Render only the part of the data below that opens with the line containing "If you could drop a marker on the camouflage" and closes with the line containing "Target: camouflage trousers" as a numbered list. Include both of those lines and leave out any blank lines.

» Supplied data
___

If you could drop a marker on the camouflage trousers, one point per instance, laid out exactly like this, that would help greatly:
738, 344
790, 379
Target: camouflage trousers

___

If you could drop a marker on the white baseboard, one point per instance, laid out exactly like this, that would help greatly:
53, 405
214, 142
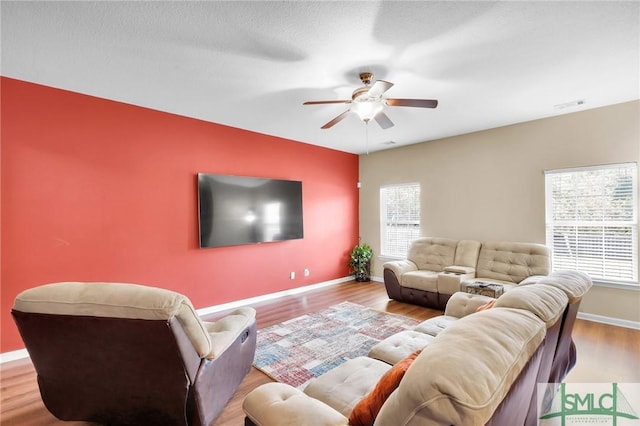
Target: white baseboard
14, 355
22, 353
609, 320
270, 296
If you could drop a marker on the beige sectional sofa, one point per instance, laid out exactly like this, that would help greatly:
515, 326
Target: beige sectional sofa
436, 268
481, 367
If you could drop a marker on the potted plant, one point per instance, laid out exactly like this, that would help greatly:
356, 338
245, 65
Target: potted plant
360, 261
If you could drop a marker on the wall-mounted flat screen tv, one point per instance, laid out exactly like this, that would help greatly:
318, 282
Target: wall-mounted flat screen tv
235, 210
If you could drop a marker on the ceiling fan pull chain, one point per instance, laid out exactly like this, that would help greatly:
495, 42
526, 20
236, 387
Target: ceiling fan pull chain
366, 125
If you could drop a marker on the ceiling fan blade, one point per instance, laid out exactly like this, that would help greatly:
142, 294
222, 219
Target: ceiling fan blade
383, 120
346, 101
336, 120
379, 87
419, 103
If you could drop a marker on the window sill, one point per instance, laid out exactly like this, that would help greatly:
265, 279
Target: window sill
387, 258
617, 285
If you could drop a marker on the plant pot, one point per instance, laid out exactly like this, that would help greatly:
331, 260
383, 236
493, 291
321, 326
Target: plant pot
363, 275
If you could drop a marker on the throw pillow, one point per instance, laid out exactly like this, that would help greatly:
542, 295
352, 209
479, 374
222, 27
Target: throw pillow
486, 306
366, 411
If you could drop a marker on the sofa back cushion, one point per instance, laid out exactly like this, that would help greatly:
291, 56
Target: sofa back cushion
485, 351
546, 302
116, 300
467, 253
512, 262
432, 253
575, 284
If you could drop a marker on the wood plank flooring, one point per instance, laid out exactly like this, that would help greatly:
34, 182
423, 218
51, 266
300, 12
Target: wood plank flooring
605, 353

___

» Task answer
1. If you could drop a marker on the camouflage trousers, one point per instance, laid out exactly like this, that would help greatly:
2. 738, 344
3. 790, 379
4. Target: camouflage trousers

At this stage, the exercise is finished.